Records for processing:
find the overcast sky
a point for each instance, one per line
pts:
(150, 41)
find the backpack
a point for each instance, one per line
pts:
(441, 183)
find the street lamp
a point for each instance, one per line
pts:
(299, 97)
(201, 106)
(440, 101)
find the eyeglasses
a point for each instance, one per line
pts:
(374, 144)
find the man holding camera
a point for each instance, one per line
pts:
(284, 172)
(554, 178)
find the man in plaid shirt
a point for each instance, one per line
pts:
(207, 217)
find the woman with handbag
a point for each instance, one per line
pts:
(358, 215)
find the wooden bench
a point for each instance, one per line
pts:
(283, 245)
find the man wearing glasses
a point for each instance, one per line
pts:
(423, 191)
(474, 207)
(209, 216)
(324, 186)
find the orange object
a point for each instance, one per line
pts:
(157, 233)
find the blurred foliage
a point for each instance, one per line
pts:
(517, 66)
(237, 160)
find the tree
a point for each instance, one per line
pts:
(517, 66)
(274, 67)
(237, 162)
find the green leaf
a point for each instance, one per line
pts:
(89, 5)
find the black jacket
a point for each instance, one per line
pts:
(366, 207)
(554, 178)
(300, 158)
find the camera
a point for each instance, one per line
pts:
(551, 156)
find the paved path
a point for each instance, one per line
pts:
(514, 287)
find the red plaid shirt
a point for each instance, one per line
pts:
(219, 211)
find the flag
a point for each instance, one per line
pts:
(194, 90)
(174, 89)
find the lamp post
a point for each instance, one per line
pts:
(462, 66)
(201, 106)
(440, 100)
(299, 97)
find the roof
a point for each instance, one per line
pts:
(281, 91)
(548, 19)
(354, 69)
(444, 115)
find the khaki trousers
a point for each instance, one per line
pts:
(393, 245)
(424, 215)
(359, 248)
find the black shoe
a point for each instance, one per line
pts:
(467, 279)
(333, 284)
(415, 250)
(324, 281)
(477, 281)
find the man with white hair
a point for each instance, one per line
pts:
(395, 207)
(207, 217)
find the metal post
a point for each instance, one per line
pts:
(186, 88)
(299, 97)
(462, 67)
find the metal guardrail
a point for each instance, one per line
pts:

Short task: Write out every line of the material again, exactly as it reads.

Expected answer:
find the overcast sky
a point for each instance, one per line
pts:
(150, 41)
find the backpack
a point for each instance, one per line
pts:
(441, 183)
find the street lamp
a point for each instance, one per line
pts:
(299, 97)
(201, 106)
(440, 101)
find the eyeglasses
a point for each instance, one per line
pts:
(374, 144)
find the man holding camera
a point for each instance, one per line
pts:
(284, 172)
(554, 178)
find the man in plaid shirt
a point for each instance, one per line
pts:
(207, 217)
find the woman with handbag
a point for each instance, one per line
pts:
(358, 215)
find the wooden bench
a point for each instance, one per line
pts:
(283, 245)
find the man wearing glasses
a point for each instance, one per line
pts:
(423, 191)
(474, 207)
(209, 216)
(324, 186)
find the orange object
a point for each instance, one per line
pts:
(157, 233)
find the blurred foliage
a point for each instance, one per line
pts:
(517, 66)
(237, 160)
find the tree
a point for each instance, one per line
pts:
(517, 66)
(274, 67)
(237, 162)
find the green leaf
a point for each instance, one per line
pts:
(89, 5)
find the black jacket
a point for each instance, one per line
pts:
(366, 207)
(554, 178)
(300, 158)
find the camera
a point for each instance, one per line
pts:
(551, 156)
find the paved path
a point for each instance, one per line
pts:
(514, 287)
find the red plaid shirt
a point for each instance, one per line
pts:
(219, 211)
find the flag
a point for each instance, one per line
pts:
(194, 90)
(174, 89)
find the lamp post
a point for each instance, one per line
pts:
(462, 66)
(201, 106)
(440, 100)
(299, 97)
find the roof
a point for each instance, one per line
pts:
(281, 91)
(548, 19)
(354, 69)
(444, 115)
find the khaki trousers
a point for each instance, one per line
pts:
(393, 245)
(424, 215)
(359, 248)
find the black shoe
a point for each instance, one per line
pts:
(467, 279)
(333, 284)
(415, 250)
(324, 281)
(477, 281)
find the man with white hair
a point for each instance, one per line
pts:
(395, 207)
(207, 217)
find the metal post
a point for each instance, one per line
pts:
(186, 88)
(299, 97)
(462, 67)
find the metal guardrail
a point for each instance, one per line
pts:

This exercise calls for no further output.